## Alıntı metin
· · · · ·
"Nev'-i insanı, şuurca kesrete müptela"(Sözler s: 62)
Bir misalle anlatalım; Aç bir ineği getirin, önüne bir torba ot koyun. Onun şuuru sadece ona taalluk eder. Orada yakında bir yerde dünyaca en meşhur muhaddislerin sohbeti varmış, beri tarafta nefis bir manzara bulunuyormuş, diğer tarafta tepsilerde Antep baklavaları, patlıcan dolmaları varmış, onu hiç alakadar etmez. İnsan ise öyle değil. Şuuru birçok şeyle alakadar.
· · · · ·
## Verilen veriler
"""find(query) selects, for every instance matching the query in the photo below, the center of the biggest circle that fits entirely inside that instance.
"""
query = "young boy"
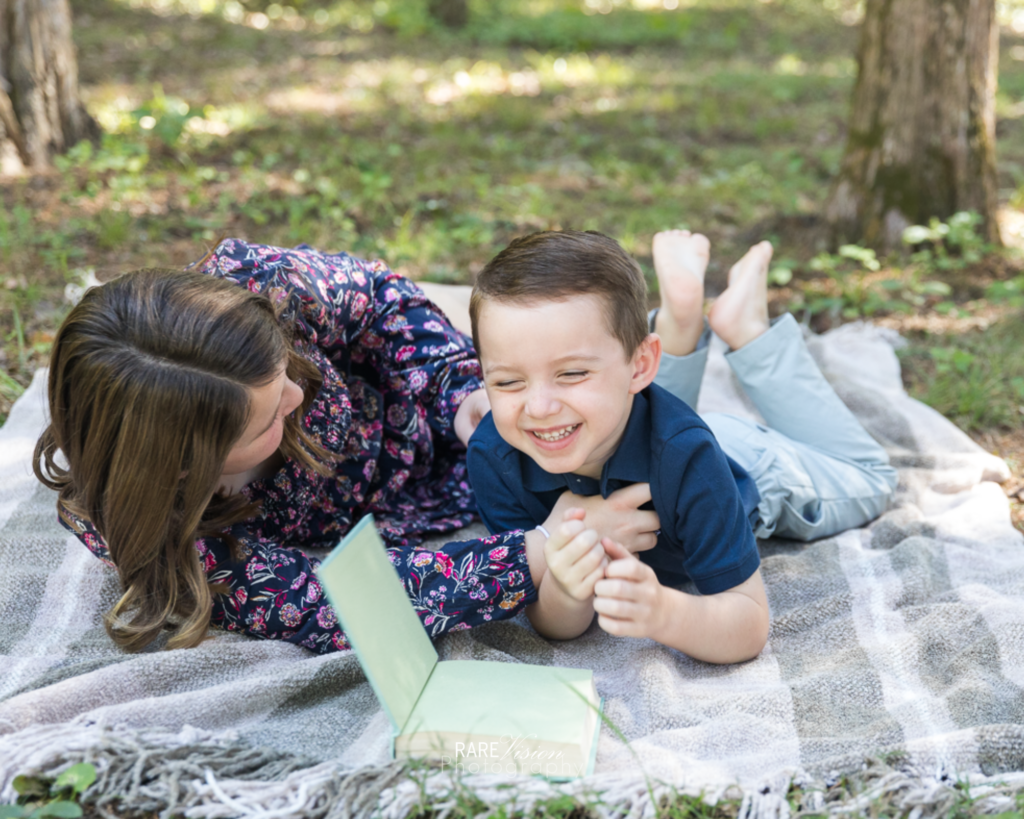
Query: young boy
· · · · ·
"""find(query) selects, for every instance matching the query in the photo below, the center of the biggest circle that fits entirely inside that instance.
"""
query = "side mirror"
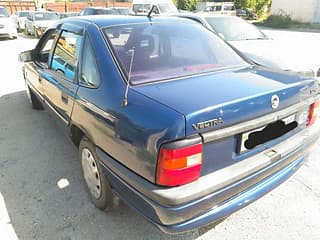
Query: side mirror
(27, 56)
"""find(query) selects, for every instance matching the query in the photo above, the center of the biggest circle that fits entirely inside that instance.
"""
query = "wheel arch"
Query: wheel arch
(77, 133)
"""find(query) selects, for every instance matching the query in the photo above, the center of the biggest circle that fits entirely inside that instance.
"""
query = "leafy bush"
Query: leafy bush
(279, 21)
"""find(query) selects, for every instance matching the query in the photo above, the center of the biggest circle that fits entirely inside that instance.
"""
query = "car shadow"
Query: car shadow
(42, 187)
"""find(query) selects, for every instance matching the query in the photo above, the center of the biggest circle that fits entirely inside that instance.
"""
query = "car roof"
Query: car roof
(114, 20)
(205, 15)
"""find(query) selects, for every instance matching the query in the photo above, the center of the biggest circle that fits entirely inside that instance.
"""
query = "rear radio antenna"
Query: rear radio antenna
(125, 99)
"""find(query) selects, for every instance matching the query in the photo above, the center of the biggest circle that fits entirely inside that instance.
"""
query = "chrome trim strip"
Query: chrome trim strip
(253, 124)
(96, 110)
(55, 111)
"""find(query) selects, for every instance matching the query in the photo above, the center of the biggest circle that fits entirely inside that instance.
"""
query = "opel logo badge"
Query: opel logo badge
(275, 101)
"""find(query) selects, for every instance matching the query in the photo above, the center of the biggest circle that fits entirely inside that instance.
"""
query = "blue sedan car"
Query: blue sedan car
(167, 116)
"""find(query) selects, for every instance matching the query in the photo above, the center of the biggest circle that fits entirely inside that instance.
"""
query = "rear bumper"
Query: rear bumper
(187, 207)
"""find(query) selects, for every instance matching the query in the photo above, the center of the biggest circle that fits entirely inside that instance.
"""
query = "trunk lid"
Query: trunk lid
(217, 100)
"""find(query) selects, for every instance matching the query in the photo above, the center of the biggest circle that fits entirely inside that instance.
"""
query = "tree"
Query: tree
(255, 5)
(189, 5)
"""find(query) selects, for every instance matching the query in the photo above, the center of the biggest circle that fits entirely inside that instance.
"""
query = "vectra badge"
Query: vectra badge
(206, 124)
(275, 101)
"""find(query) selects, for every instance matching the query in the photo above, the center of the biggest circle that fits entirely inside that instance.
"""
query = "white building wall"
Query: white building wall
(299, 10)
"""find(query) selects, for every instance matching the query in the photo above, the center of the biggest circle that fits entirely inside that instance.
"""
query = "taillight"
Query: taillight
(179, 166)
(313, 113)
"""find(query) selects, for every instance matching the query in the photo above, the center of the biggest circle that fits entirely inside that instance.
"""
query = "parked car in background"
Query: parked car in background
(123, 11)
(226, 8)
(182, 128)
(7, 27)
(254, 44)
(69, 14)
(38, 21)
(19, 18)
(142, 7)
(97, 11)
· · · · ·
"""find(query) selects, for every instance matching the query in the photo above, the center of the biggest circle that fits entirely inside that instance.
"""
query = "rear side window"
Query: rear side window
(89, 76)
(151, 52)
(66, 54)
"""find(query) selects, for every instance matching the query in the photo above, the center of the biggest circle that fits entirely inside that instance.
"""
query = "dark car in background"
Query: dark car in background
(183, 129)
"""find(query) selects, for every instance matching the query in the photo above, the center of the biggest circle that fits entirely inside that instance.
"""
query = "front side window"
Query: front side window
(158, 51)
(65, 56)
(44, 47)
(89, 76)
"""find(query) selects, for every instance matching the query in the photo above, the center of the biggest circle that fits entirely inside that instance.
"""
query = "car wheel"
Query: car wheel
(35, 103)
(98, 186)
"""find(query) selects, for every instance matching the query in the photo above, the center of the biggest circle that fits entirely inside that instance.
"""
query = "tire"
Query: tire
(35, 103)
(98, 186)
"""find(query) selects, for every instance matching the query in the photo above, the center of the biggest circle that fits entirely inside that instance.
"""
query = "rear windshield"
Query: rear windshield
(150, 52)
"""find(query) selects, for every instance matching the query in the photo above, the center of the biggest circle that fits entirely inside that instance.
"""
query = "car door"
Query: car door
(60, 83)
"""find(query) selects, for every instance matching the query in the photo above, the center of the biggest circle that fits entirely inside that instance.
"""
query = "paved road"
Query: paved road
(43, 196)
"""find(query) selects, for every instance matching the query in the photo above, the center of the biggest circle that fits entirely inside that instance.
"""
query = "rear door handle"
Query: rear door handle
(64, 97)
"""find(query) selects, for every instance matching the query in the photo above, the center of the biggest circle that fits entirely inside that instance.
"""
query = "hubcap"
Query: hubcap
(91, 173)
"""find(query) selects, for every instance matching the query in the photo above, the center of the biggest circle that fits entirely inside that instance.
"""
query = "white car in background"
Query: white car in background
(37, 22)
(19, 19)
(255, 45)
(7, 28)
· · · · ·
## Talimat 1
Alıntı metindeki misalde aç ineği hiç alakadar etmediği söylenen şeylerin hepsini sırala.
## Talimat 2
Alıntı metinden "Bir misalle anlatalım;" ifadesiyle başlayıp "birçok şeyle alakadar." ifadesine kadar, bu ifade de dahil olmak üzere, olan kısmı hiç değiştirmeden döndür.

## Tam yanıt 1
- Dünyaca en meşhur muhaddislerin sohbeti
- Nefis bir manzara
- Tepsilerdeki Antep baklavaları
- Patlıcan dolmaları

## Tam yanıt 2
Bir misalle anlatalım; Aç bir ineği getirin, önüne bir torba ot koyun. Onun şuuru sadece ona taalluk eder. Orada yakında bir yerde dünyaca en meşhur muhaddislerin sohbeti varmış, beri tarafta nefis bir manzara bulunuyormuş, diğer tarafta tepsilerde Antep baklavaları, patlıcan dolmaları varmış, onu hiç alakadar etmez. İnsan ise öyle değil. Şuuru birçok şeyle alakadar.